Region pointing data:

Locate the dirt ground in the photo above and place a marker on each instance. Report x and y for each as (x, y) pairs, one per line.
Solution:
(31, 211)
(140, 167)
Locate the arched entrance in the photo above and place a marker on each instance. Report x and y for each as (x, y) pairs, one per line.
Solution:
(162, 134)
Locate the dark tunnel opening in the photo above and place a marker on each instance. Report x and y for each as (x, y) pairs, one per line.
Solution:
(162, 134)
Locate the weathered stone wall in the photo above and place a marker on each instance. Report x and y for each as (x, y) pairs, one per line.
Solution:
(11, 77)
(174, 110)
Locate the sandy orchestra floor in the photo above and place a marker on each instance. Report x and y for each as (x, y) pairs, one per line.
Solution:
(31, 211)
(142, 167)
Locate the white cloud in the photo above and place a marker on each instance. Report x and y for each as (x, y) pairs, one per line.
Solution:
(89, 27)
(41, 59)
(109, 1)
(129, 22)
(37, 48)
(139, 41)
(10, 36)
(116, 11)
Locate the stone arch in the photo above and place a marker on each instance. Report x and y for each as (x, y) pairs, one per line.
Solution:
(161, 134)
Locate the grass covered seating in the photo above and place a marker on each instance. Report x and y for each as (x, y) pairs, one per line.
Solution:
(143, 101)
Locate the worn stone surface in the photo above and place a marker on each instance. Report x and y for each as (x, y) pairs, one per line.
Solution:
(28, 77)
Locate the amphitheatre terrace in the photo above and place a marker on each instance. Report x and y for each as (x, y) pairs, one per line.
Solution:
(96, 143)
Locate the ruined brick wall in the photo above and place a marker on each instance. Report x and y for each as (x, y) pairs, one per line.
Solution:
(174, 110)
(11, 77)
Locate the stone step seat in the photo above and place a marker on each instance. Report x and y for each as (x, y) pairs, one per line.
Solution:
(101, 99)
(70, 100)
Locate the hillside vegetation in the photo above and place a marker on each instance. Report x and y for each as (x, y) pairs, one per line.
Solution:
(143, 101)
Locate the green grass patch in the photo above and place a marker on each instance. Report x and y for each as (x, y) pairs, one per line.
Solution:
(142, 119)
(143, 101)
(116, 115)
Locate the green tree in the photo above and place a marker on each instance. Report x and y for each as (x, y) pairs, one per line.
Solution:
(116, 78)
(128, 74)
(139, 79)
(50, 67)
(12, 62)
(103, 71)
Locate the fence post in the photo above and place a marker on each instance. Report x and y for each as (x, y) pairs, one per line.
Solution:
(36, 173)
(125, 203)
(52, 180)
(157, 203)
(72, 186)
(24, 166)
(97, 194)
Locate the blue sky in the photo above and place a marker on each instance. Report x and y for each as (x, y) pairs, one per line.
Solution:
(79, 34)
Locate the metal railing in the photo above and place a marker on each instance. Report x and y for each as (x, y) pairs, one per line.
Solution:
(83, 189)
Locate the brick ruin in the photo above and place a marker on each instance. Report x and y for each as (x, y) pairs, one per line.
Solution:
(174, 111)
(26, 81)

What the task asks:
All entries above are to be repeated verbatim, down to the last line.

Result of the exercise:
Locate the dirt ground in the photo above and place a marker on each instance. Report x and y for each as (x, y) pairs, one per line.
Solution:
(31, 211)
(140, 167)
Locate the arched entrance in the photo above and place a marker on each instance. Report x and y for each as (x, y) pairs, one per line.
Solution:
(162, 134)
Locate the dark tunnel opening in the photo above and place a marker on each instance. Report x and y for each as (x, y) pairs, one per line.
Solution:
(162, 134)
Locate the weathered stone wall in the photo above and place a marker on each instance. Report x and y for each as (x, y) pairs, one per line.
Solution:
(11, 77)
(174, 110)
Locate the sandy orchestra floor in the photo above and place a marker on each instance. Report x and y for each as (x, y) pairs, one per line.
Solution:
(31, 211)
(142, 167)
Locate the white cloud in the photo above and place a marker on each instance. Report x and y for each as (x, y) pairs, one per line.
Solution:
(89, 27)
(41, 59)
(109, 1)
(129, 22)
(37, 48)
(139, 41)
(10, 36)
(116, 11)
Locate the stone arch in the photo above and place a marker on each instance. Report x and y for each as (x, y) pairs, one per line.
Solution:
(161, 134)
Locate the grass covered seating in the photo above and place a marker on each instance. Report x and y for each as (x, y) pairs, one per line.
Solution:
(143, 101)
Locate the worn stone surface in the photo above and place a marker on each instance. Report x and y for each as (x, y) pairs, one per line.
Solution:
(28, 77)
Locate the amphitheatre terrace in the photo above and place a marker on each instance. Report x and y for each as (x, y) pairs, one per line.
Solution:
(96, 143)
Locate the ruined brick wall in the photo above and place a marker on each instance. Report x and y for each as (x, y) pairs, one per line.
Solution:
(174, 110)
(11, 77)
Locate the stone step seat in the photo above and place a marker on each instance. Report x and y for each as (x, y) pairs, one per line.
Solution:
(101, 99)
(70, 100)
Locate the hillside vegetation in the photo above and place a marker on each instance. Report x and y for each as (x, y) pairs, one per line.
Solution:
(143, 101)
Locate the green grass patch in the photo above and place a marker on each instance. Report x and y for each as (x, y) pairs, one per line.
Solution:
(142, 119)
(143, 101)
(116, 115)
Locate the green tree in the photo above and place a marker on each instance. Report x and y for each as (x, y) pairs, one per line.
Solution:
(116, 78)
(128, 74)
(139, 79)
(50, 67)
(12, 62)
(103, 71)
Locate the fence post in the photo above and place a marker on each instance. Report x and y for each as (x, y) pairs, one per line.
Solution:
(36, 173)
(125, 203)
(52, 180)
(157, 203)
(72, 186)
(24, 166)
(97, 194)
Locate the blue sky in the photo above and place a marker on each instance. Report x and y for each as (x, y) pairs, one per line.
Solution:
(79, 34)
Locate the metal railing in the photo above and place a marker on each instance. Report x and y for each as (x, y) pairs, one per line.
Solution:
(83, 189)
Locate the brick ruin in the photo above and place a marker on each instance. Report x and y for each as (x, y) pairs, one per line.
Solution:
(174, 111)
(26, 81)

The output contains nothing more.